[Location identification records]
::::
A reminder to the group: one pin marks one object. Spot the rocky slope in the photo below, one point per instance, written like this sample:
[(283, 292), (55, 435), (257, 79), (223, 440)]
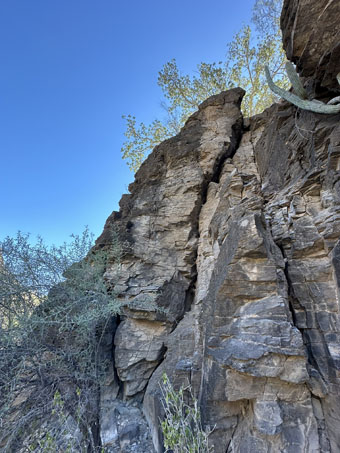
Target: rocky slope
[(234, 231), (230, 280)]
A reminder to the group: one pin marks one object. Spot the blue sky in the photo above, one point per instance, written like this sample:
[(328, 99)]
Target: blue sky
[(69, 70)]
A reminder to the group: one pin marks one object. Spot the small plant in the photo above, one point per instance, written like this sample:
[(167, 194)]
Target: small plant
[(55, 309), (182, 428)]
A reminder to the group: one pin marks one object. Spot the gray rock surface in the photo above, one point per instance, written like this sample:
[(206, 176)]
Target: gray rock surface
[(311, 38), (243, 256)]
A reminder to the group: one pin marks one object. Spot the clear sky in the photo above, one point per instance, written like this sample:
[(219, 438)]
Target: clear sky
[(68, 70)]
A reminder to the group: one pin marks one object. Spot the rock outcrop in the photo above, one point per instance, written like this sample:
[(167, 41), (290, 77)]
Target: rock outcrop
[(311, 38), (231, 280)]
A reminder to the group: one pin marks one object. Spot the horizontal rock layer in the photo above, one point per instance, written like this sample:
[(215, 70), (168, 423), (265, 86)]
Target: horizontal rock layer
[(234, 236), (311, 38)]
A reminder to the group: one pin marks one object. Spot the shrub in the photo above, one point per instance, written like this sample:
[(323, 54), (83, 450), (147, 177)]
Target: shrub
[(182, 428)]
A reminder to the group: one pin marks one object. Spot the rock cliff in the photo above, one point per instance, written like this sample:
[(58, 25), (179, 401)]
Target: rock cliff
[(230, 280), (234, 229)]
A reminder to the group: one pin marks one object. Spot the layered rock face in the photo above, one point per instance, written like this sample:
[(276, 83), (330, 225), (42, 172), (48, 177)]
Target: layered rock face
[(235, 234), (231, 277), (311, 37)]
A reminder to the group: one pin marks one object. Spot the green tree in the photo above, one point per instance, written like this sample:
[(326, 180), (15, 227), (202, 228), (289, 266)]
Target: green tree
[(55, 308), (251, 49)]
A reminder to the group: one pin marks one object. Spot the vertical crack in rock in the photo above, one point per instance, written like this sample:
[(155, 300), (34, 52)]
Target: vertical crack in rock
[(160, 220)]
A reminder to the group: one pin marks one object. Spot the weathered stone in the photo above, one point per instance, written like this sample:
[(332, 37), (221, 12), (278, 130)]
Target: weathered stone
[(311, 38)]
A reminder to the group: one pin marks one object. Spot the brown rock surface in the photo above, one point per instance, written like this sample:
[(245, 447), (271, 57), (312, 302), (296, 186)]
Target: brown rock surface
[(242, 249), (311, 38)]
::::
Task to complete
Please rewrite all of the records above, substituting "each pin marks a single object" for every occurrence of "one pin marks one object" and leaving everything else unchanged. Leave the pictures out of your answer.

Response to this task
A reminder to the group: each pin marks a single object. Spot the rocky slope in the photo below, one point per instance, written like this sample:
[(283, 292), (55, 435), (257, 79), (223, 440)]
Target: rocky slope
[(234, 231), (230, 280)]
A reminder to the group: each pin marks a single object. Spot the blue sky in the photo above, one point per instance, written like this sample:
[(328, 99)]
Target: blue sky
[(69, 70)]
A reminder to the group: each pin marks a single object. Spot the small plant in the photo above, one point per instance, written like this sample:
[(167, 194)]
Target: small plant
[(55, 309), (182, 428)]
A reminder to the group: each pin marks a single object. Spot the gray rock surface in the photo above, one point per instance, written like this sample:
[(206, 176)]
Target: gray rock surface
[(311, 38), (243, 256)]
A reminder to the group: each pin marks a single object. Spot the clear sky in the photo above, one point per instance, written like this sample:
[(219, 438)]
Target: clear sky
[(68, 70)]
A reminder to the group: each pin marks a single object. Spot the rock outcrop in the photo above, one point per instance, written like this sample:
[(167, 41), (290, 77)]
Target: rock outcrop
[(311, 38), (231, 280)]
A reminder to the group: each pin marks a single object. Spot the horizontal rock layer in the photo above, one point per instance, written like this sample:
[(215, 70), (168, 423), (265, 86)]
Target: horizontal rock layer
[(234, 236), (311, 38)]
A reminder to the group: each pin marks a single object. Spot the shrub in the photo above, one point per instance, written like this sample:
[(323, 54), (83, 450), (147, 177)]
Target: shrub
[(182, 428)]
A reminder to the group: each pin marks a single object. Spot the rock cliff in the photo above, one point per instance, written like this sample:
[(58, 25), (179, 401)]
Target: rock cliff
[(230, 280), (234, 229)]
A reminder to the group: each pin marks a single object. Spot the layered rock face in the photo above, one point per instance, written like this sample:
[(276, 83), (330, 225), (42, 172), (48, 177)]
Target: layered rock face
[(235, 234), (231, 277), (311, 37)]
A reminder to the group: each pin marks a single object. Spot the green tree in the photo above, one point per instance, written like this sample:
[(326, 180), (15, 227), (202, 228), (289, 266)]
Target: green tree
[(55, 308), (251, 49)]
A reminder to the group: each pin marks a single object. Spot the vertical crack in rock in the photo above, one point per instance, written like this sample:
[(155, 300), (34, 52)]
Target: vertical crack in rock
[(160, 220)]
A reminder to the group: each pin marks a single object. Spot the weathered stone in the photo above, one point per instance, written like this sample:
[(332, 37), (221, 12), (278, 130)]
Target: weathered stone
[(311, 38)]
A reminder to the group: each pin marks a single object. Spot the brown rock surface in the photo above, one point per instance, written like this sample:
[(245, 447), (271, 57), (312, 302), (296, 186)]
Target: brown rock surface
[(242, 249), (311, 38)]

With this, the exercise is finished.